*Task inputs*.

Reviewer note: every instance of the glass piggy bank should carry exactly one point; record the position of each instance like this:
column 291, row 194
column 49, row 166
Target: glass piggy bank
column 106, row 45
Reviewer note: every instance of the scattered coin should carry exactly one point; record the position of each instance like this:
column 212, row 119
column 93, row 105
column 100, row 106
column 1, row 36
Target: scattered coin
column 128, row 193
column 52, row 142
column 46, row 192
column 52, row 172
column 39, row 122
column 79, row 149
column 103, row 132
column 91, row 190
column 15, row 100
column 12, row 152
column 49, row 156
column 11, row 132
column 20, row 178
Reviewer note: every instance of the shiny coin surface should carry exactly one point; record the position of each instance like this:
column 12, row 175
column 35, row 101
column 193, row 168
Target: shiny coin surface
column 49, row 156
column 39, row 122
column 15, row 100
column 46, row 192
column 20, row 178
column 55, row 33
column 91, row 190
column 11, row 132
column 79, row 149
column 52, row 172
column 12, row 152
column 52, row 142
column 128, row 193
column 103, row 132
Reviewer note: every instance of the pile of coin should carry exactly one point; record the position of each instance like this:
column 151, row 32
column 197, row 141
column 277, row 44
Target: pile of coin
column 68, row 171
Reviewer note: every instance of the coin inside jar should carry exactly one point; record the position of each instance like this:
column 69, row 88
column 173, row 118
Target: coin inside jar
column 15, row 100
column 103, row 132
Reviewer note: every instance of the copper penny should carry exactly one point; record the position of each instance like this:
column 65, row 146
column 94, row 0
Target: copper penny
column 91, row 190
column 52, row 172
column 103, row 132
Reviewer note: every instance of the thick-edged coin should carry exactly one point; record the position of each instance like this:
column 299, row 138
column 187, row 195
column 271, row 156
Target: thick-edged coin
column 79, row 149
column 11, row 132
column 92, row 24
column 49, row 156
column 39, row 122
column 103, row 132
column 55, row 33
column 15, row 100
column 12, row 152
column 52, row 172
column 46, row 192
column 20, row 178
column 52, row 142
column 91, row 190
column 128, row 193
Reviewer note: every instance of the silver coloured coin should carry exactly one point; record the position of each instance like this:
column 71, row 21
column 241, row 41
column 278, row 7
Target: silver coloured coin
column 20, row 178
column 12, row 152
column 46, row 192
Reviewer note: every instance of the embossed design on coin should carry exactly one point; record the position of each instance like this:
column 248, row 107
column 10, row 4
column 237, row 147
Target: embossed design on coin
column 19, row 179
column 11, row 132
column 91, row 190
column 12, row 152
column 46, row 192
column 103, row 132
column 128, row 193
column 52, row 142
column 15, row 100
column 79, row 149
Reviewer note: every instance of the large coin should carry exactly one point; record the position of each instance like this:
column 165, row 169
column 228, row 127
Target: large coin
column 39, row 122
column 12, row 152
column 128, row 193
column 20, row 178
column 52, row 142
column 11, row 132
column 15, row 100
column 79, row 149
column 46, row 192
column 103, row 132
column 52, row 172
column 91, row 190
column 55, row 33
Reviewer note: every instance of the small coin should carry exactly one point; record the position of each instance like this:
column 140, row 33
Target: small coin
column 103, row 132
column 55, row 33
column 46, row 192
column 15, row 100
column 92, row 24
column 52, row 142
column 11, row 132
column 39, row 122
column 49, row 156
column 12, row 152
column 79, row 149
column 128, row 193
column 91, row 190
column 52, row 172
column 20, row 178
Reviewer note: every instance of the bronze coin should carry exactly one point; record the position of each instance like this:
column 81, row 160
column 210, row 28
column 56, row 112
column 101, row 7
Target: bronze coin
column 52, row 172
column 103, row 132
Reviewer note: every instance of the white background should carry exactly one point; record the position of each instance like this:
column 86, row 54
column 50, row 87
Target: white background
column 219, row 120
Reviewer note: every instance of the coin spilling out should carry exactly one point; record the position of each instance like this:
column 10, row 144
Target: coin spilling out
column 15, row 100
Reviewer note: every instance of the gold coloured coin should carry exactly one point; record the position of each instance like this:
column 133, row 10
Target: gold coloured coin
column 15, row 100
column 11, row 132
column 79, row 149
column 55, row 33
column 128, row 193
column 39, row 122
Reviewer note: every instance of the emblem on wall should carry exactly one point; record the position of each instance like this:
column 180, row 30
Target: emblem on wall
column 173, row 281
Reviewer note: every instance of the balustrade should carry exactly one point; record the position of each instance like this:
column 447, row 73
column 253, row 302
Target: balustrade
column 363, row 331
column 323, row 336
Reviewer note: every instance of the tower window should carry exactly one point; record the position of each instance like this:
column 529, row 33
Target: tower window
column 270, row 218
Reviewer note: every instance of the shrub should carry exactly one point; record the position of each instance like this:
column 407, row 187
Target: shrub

*Problem description*. Copy all of the rows above word for word, without changing anything.

*Final answer*.
Reviewer note: every instance of the glass piggy bank should carry exactly one point; record the position of each instance like this:
column 291, row 194
column 49, row 166
Target: glass piggy bank
column 106, row 45
Reviewer note: every instance of the scattered coin should carry exactly one point; record the position of each instance like this:
column 212, row 119
column 93, row 105
column 100, row 106
column 1, row 36
Target: scattered coin
column 128, row 193
column 52, row 142
column 46, row 192
column 52, row 172
column 39, row 122
column 79, row 149
column 103, row 132
column 91, row 190
column 15, row 100
column 12, row 152
column 49, row 156
column 11, row 132
column 20, row 178
Reviewer note: every instance of the shiny coin surface should carry exactly one point; record the position of each instance like this:
column 12, row 175
column 35, row 101
column 193, row 168
Target: shiny coin surface
column 49, row 156
column 39, row 122
column 15, row 100
column 46, row 192
column 20, row 178
column 55, row 33
column 91, row 190
column 11, row 132
column 79, row 149
column 52, row 172
column 12, row 152
column 52, row 142
column 128, row 193
column 103, row 132
Reviewer note: every instance of the pile of coin should carry exactly one point; record the position of each instance like this:
column 151, row 32
column 197, row 141
column 277, row 44
Target: pile of coin
column 68, row 171
Reviewer note: every instance of the coin inside jar should carry exactly one point; record the position of each instance like this:
column 69, row 88
column 173, row 118
Target: coin inside jar
column 15, row 100
column 103, row 132
Reviewer note: every instance of the copper penny should carry exactly one point; record the position of each instance like this:
column 65, row 146
column 94, row 0
Target: copper penny
column 91, row 190
column 52, row 172
column 103, row 132
Reviewer note: every instance of the thick-edged coin should carry exactly one point; record the position of each instance like this:
column 299, row 138
column 187, row 195
column 271, row 156
Target: thick-edged coin
column 79, row 149
column 11, row 132
column 92, row 24
column 49, row 156
column 39, row 122
column 103, row 132
column 55, row 33
column 15, row 100
column 12, row 152
column 52, row 172
column 46, row 192
column 20, row 178
column 52, row 142
column 91, row 190
column 128, row 193
Reviewer note: every instance of the silver coloured coin should carry exactly one point; record the position of each instance like this:
column 71, row 21
column 241, row 41
column 278, row 7
Target: silver coloured coin
column 20, row 178
column 12, row 152
column 46, row 192
Reviewer note: every instance of the embossed design on coin should carry exactly one point; record the position of each instance like this:
column 248, row 107
column 10, row 4
column 237, row 147
Target: embossed design on coin
column 19, row 179
column 11, row 132
column 91, row 190
column 12, row 152
column 46, row 192
column 103, row 132
column 128, row 193
column 52, row 142
column 15, row 100
column 79, row 149
Reviewer note: every instance of the large coin should carry exactly one point; record the position of each instance like this:
column 165, row 169
column 228, row 127
Target: large coin
column 39, row 122
column 12, row 152
column 128, row 193
column 20, row 178
column 52, row 142
column 11, row 132
column 15, row 100
column 79, row 149
column 46, row 192
column 103, row 132
column 52, row 172
column 91, row 190
column 55, row 33
Reviewer note: every instance of the small coin should carry exactly one point; record the position of each instance like this:
column 140, row 33
Target: small coin
column 103, row 132
column 55, row 33
column 46, row 192
column 15, row 100
column 92, row 24
column 52, row 142
column 11, row 132
column 39, row 122
column 49, row 156
column 12, row 152
column 79, row 149
column 128, row 193
column 91, row 190
column 52, row 172
column 20, row 178
Reviewer note: every instance of the bronze coin should carry exactly one point; record the position of each instance like this:
column 81, row 160
column 210, row 28
column 56, row 112
column 101, row 7
Target: bronze coin
column 52, row 172
column 103, row 132
Reviewer note: every instance of the white background should carry exactly one point; record the position of each instance like this:
column 86, row 54
column 50, row 87
Target: white background
column 219, row 120
Reviewer note: every instance of the coin spilling out should carry exactly one point; record the position of each instance like this:
column 10, row 144
Target: coin spilling out
column 15, row 100
Reviewer note: every instance of the gold coloured coin should carry exactly one point; record the position of each instance like this:
column 133, row 10
Target: gold coloured coin
column 15, row 100
column 11, row 132
column 79, row 149
column 55, row 33
column 128, row 193
column 39, row 122
Reviewer note: every instance of the emblem on wall should carry exactly one point; record the position of each instance like this:
column 180, row 30
Target: emblem on wall
column 173, row 281
Reviewer note: every instance of the balustrade should carry exactly one point; record the position of each instance like this:
column 447, row 73
column 253, row 302
Target: balustrade
column 363, row 331
column 323, row 336
Reviewer note: every instance of the tower window should carry exactly one point; record the position of each instance like this:
column 529, row 33
Target: tower window
column 270, row 218
Reviewer note: every instance of the shrub should carry exactly one point; record the position of each instance like this:
column 407, row 187
Target: shrub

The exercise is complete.